ABOUT THIS EXERCISE
Where a line has odd spacing or punctuation, keep it; transcribe all the entries exactly.

Dataset entries
- - -
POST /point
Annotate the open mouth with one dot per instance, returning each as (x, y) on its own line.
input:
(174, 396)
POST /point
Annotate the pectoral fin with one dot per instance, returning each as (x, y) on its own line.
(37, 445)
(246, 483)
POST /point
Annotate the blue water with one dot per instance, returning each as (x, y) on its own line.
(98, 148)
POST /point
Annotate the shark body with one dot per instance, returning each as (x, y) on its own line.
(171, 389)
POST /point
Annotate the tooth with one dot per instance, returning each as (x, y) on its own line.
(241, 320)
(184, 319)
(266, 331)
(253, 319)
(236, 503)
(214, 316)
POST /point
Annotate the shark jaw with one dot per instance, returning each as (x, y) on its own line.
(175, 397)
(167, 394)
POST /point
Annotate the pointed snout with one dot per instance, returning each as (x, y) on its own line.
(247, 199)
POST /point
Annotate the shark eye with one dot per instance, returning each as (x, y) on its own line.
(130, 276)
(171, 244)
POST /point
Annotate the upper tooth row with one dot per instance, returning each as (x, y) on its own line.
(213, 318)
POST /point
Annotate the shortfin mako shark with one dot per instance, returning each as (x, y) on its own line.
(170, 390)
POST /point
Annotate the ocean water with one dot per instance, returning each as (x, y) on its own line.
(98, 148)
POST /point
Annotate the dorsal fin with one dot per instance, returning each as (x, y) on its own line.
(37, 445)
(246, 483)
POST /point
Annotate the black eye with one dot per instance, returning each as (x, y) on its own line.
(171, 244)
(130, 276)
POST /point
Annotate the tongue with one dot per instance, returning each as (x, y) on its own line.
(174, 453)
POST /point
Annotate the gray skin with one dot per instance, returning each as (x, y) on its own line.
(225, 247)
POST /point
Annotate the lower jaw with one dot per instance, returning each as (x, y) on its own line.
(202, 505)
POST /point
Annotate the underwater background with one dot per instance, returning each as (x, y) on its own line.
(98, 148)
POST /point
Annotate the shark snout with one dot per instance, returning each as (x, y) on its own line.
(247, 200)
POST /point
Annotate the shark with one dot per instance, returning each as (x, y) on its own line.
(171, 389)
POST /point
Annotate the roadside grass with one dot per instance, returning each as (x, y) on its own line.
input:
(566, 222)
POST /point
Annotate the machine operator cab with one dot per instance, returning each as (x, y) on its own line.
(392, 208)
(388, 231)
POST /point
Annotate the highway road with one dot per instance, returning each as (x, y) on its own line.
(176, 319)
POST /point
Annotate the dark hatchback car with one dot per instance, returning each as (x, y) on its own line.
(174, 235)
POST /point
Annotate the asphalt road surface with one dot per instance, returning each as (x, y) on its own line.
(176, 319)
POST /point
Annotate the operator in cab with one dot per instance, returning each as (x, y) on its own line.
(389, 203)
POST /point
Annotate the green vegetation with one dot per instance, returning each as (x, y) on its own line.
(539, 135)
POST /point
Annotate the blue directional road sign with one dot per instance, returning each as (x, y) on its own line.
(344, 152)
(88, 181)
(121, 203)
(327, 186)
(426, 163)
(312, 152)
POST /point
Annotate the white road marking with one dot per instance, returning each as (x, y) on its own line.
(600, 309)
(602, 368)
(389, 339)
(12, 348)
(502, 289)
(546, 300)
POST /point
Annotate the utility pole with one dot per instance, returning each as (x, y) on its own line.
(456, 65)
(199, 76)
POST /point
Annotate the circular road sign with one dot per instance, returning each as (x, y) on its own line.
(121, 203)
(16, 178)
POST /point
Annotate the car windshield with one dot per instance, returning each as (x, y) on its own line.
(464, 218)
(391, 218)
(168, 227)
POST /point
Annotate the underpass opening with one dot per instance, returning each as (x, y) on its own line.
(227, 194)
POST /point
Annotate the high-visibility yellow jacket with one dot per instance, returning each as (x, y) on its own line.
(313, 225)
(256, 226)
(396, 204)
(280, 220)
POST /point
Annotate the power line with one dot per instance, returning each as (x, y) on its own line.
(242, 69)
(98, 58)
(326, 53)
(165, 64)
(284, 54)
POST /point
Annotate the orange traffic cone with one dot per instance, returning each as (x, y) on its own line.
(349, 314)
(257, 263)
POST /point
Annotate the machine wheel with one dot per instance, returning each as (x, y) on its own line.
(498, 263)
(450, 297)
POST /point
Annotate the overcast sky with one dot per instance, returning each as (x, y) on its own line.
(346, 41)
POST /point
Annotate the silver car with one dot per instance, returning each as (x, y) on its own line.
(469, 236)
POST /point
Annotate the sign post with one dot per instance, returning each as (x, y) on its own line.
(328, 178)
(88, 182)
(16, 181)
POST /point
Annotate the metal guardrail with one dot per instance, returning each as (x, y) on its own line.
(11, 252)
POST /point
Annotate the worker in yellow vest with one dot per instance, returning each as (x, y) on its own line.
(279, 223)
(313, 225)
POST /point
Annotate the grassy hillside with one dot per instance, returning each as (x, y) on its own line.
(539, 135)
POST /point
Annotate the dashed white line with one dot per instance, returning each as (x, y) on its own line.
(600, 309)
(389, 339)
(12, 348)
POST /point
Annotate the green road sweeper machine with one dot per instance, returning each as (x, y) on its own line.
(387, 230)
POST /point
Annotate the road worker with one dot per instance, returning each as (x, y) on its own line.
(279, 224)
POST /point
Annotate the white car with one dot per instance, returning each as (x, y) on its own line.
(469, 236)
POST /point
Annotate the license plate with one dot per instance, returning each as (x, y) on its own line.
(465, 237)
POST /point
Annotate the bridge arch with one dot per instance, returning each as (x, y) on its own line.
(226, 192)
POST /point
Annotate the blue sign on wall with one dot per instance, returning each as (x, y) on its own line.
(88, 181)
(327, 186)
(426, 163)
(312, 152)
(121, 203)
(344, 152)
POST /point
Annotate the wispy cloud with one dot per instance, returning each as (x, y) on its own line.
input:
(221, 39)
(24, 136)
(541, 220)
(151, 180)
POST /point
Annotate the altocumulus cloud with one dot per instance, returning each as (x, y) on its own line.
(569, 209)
- - -
EXPECTED ANSWER
POST /point
Annotate the open mouth with one dot per instance, returning each as (x, y) on its own line.
input:
(174, 396)
POST /point
Annotate the pectoral fin with one dot per instance, returning each as (x, y) on its own line.
(37, 445)
(246, 483)
POST /point
Annotate the blue water with one dot per instance, returning each as (x, y) on its own line.
(98, 148)
POST /point
Annotate the shark body with one dot per instance, returning each as (x, y) on its own line.
(171, 389)
POST /point
Annotate the tooth with one dot per instance, returning each as (x, y) on its own line.
(241, 320)
(184, 319)
(266, 331)
(253, 319)
(236, 503)
(214, 316)
POST /point
Annotate the shark jaw with one dot per instance, returning each as (x, y) on its own line.
(175, 397)
(167, 394)
POST /point
Annotate the pointed snout with one dot per instance, returning each as (x, y) on its own line.
(247, 199)
POST /point
Annotate the shark eye with one dot per instance, returning each as (x, y) on its own line.
(130, 276)
(171, 244)
POST /point
Annotate the upper tooth row with one dot per instance, returning each as (x, y) on its own line.
(213, 318)
POST /point
Annotate the shortfin mako shark with one dot per instance, returning each as (x, y) on its own line.
(170, 390)
POST /point
Annotate the ocean water with one dot per instance, returning each as (x, y) on its own line.
(98, 148)
POST /point
Annotate the dorsal fin with one dot per instance, returning each as (x, y) on its own line.
(37, 445)
(246, 483)
POST /point
Annotate the black eye with one dot per instance, returning each as (x, y) on its own line.
(171, 244)
(130, 276)
POST /point
Annotate the tongue with one dot per instance, returning each as (x, y) on its own line.
(174, 453)
POST /point
Annotate the gray skin with one dot per instance, returning each as (x, y) on its own line.
(225, 247)
POST /point
Annotate the lower jaw with one dot per instance, returning each as (x, y) on its own line.
(202, 505)
POST /point
Annotate the underwater background with one dot per instance, returning each as (x, y) on its own line.
(98, 148)
POST /point
Annotate the shark snout with one dot per instance, returning each as (x, y) on its own line.
(247, 200)
POST /point
Annotate the shark with one dot per instance, returning each as (x, y) on its own line.
(171, 389)
POST /point
Annotate the roadside grass with one dot per instance, returning each as (x, y) on its own line.
input:
(566, 222)
POST /point
Annotate the machine operator cab with one dot per instance, returning each as (x, y) on its own line.
(392, 208)
(388, 231)
POST /point
Annotate the highway road with one dot per instance, returning each as (x, y) on its own line.
(176, 319)
POST /point
Annotate the dark hatchback car with one dot per instance, returning each as (x, y) on its own line.
(174, 235)
POST /point
Annotate the asphalt road surface with one dot per instance, returning each as (x, y) on its own line.
(176, 319)
POST /point
Annotate the operator in cab with one dot per instance, returning each as (x, y) on its own line.
(389, 203)
POST /point
Annotate the green vegetation with one dot per instance, returning each as (x, y) on its own line.
(539, 135)
POST /point
Annotate the blue directional road sign with one dot per instance, returning each as (x, y) on its own line.
(344, 152)
(88, 181)
(121, 203)
(327, 186)
(426, 163)
(312, 152)
POST /point
Annotate the white road marking with one dot per instance, returning each as (x, y) on its own line.
(600, 309)
(602, 368)
(389, 339)
(12, 348)
(502, 289)
(546, 300)
POST /point
Annotate the utility pole with one dot per instance, returning each as (x, y) on its own line.
(456, 65)
(199, 76)
POST /point
Annotate the circular road sign with one dot per instance, returning each as (x, y) on its own line.
(121, 203)
(16, 178)
POST /point
Annotate the car windshield with one dot per instance, returning each as (x, y) on its own line.
(464, 218)
(391, 218)
(168, 227)
POST /point
Annotate the underpass opening with one dot per instance, returning each as (x, y) on its own line.
(227, 194)
POST /point
Annotate the high-visibility yellow jacket with one dot per instance, returning each as (x, y) on its own line.
(313, 225)
(256, 226)
(396, 204)
(280, 220)
POST /point
Annotate the power line with one dot per instance, returning each as (x, y) on its own line.
(242, 69)
(98, 58)
(326, 53)
(165, 64)
(284, 54)
POST /point
Annotate the orange traffic cone with one dot per instance, returning each as (x, y) on its own line.
(349, 314)
(257, 263)
POST /point
Annotate the machine wheel with one dot per instance, returning each as (x, y) on its own line.
(498, 263)
(450, 297)
POST /point
Annotate the overcast sky with one dot per instance, returning each as (x, y) on its own line.
(346, 41)
POST /point
Annotate the silver car with one dot per instance, returning each as (x, y) on its own line.
(469, 236)
POST /point
Annotate the sign post with one dot per instance, returning each as (x, y) on its own line.
(328, 178)
(88, 182)
(16, 181)
POST /point
Annotate the metal guardrail with one dot per instance, returning each as (x, y) on its own line.
(11, 252)
POST /point
Annotate the worker in yellow vest with one dot per instance, returning each as (x, y) on its own line.
(279, 223)
(313, 225)
POST /point
Annotate the grassy hillside with one dot per instance, returning each as (x, y) on its own line.
(539, 135)
POST /point
Annotate the dashed white line with one dot per instance, returning each as (x, y) on its own line.
(600, 309)
(389, 339)
(12, 348)
POST /point
Annotate the green road sweeper machine with one dot per instance, returning each as (x, y) on its own line.
(387, 230)
POST /point
Annotate the road worker with one dot per instance, returning each as (x, y) on its own line.
(279, 224)
POST /point
Annotate the white car with one dot per instance, returning each as (x, y) on its own line.
(469, 236)
POST /point
Annotate the license plate with one dot per instance, returning each as (x, y) on its own line.
(465, 237)
POST /point
Annotate the bridge arch with one dot per instance, returning each as (x, y) on its own line.
(226, 192)
POST /point
Annotate the blue sign on wall with one dot per instance, returning each as (x, y) on its own line.
(88, 181)
(327, 186)
(426, 163)
(312, 152)
(121, 203)
(344, 152)
POST /point
Annotate the wispy cloud with one dot per instance, returning each as (x, y) on its own line.
input:
(221, 39)
(24, 136)
(541, 220)
(151, 180)
POST /point
Annotate the altocumulus cloud with one dot per instance, returning each as (x, y) on its own line.
(569, 209)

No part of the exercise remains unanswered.